- [Written task] Extend the commentary on the reactions to Bishop Budde's sermon, picking up right after its final sentence.

- [Excerpt]
Some people are calling Bishop Budde a hero. Others are likening her to Satan. Hardly anyone is talking about whether it was a good sermon, which is what happens when preachers decide to tack on a juicy soundbite that overshadows the rest of their carefully chosen words. The polarized response to Bishop Budde’s sermon is further evidence of what she called “the culture of contempt that has become normalized in our country.” No matter what side of our nation’s political divisions you land on, how you heard her words is likely a manifestation of the convictions you held long before you knew that there was a prayer service on Tuesday at the National Cathedral.
And you know what? No matter what those convictions are, you are still a child of God. And so are the people whose convictions are the opposite of your own. Those who celebrated Bishop Budde’s sermon love Jesus just as much as those who called her an instrument of Satan. Those who believe that her words were important, prophetic, and appropriate are seeking to be faithful to God just as much as those who believe that her words represent everything that is wrong with mainline Christianity and this country. Until we can accept that, the vision of unity that Bishop Budde held out in her sermon—the unity that God has promised in the kingdom of God—will remain nothing more than an aspiration. To achieve that unity will require our conversion.

Region segmentation data
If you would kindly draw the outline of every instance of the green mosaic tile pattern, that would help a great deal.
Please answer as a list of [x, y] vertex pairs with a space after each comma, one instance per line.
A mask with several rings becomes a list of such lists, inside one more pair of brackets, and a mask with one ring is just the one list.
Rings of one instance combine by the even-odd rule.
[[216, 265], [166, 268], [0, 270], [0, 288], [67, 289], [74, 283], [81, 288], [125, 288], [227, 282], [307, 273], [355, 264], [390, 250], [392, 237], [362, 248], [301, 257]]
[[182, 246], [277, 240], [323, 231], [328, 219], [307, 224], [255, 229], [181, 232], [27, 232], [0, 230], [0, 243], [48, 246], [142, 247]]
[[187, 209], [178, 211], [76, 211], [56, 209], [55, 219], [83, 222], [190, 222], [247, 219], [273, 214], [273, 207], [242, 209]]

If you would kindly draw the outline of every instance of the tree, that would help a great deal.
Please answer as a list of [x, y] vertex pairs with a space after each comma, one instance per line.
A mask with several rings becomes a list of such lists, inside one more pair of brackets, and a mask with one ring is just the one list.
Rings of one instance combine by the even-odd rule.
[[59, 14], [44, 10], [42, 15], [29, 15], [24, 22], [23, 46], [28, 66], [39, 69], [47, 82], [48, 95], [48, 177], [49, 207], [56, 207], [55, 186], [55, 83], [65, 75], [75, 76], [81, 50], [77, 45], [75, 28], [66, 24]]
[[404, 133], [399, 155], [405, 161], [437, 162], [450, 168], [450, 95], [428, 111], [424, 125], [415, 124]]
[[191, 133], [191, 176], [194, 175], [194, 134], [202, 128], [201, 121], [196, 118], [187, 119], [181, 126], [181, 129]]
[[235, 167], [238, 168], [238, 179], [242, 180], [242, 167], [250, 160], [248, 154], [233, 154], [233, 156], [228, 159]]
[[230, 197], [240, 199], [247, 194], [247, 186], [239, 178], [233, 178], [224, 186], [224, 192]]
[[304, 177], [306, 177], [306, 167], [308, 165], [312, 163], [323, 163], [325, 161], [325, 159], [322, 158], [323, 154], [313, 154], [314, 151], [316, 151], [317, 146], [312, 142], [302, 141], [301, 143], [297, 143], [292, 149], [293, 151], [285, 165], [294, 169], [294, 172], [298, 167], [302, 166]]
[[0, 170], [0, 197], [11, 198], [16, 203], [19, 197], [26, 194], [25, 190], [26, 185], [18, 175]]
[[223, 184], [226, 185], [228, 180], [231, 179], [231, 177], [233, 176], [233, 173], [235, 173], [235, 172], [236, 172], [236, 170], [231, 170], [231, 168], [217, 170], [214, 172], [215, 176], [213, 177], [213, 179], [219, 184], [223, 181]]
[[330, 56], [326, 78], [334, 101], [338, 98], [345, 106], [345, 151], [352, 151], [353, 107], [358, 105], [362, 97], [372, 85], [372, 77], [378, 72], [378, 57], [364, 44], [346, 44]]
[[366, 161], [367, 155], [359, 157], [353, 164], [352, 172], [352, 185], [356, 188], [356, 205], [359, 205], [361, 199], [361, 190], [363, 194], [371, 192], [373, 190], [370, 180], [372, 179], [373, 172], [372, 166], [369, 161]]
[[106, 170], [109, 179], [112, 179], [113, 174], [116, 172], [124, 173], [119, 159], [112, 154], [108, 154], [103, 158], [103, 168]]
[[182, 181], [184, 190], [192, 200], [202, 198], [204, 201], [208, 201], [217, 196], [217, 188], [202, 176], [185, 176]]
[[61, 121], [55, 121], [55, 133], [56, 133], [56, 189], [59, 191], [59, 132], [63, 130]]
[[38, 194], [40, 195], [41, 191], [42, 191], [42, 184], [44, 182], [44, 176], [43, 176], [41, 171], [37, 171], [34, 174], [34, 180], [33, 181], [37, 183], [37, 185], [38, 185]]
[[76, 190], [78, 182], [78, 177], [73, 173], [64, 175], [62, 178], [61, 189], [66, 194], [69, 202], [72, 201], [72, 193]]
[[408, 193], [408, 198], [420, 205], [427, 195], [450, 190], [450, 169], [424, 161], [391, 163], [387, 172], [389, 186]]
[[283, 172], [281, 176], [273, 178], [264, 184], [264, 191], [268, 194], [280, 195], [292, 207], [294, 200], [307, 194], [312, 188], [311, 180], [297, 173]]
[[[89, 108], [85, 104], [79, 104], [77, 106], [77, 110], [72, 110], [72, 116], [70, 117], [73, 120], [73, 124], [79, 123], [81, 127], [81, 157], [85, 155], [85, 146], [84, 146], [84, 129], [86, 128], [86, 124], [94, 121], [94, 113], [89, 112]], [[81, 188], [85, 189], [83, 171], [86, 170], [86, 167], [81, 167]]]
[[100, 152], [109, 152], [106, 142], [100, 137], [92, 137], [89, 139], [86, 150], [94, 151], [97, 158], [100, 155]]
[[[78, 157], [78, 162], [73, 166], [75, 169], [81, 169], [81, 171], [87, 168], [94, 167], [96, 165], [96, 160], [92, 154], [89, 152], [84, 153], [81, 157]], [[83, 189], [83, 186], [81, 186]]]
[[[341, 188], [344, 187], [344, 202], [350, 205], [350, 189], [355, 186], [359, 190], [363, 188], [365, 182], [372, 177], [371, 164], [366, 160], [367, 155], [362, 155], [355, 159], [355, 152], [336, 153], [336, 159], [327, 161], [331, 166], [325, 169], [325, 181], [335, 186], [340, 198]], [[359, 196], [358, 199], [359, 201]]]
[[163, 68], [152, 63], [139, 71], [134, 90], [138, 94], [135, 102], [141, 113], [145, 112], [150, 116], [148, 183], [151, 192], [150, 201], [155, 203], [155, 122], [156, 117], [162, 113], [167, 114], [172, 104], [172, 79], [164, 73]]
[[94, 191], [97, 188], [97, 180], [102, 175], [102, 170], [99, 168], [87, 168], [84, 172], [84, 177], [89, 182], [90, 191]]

- [Solved problem]
Today we celebrate the Feast of the Conversion of St. Paul the Apostle, the patronal feast of this parish. But I wonder what sort of conversion we should be celebrating. I think it’s safe to say that St. Paul was converted to the way of Jesus—to Christianity—but the word conversion implies not only a new destination but also a point of departure—a starting place or status quo which one must leave behind if one is to undergo conversion.
Throughout the centuries, many Christian preachers have done a lot of harm—both to Paul and to his Jewish counterparts—by stating or implying that, when Paul became a Christian, he gave up being a Jew. But that isn’t the conversion we see manifested in Paul’s letters or the in record of his missionary activities contained in the Acts of the Apostles. Paul was Jewish from the day of his birth until the day of his death. But, when he met Jesus on the Damascus Road, he underwent a conversion which enabled him to recognize and participate in the reign of God. And, if we’re going to be a part of that reign, it’s a conversion that we must undergo as well.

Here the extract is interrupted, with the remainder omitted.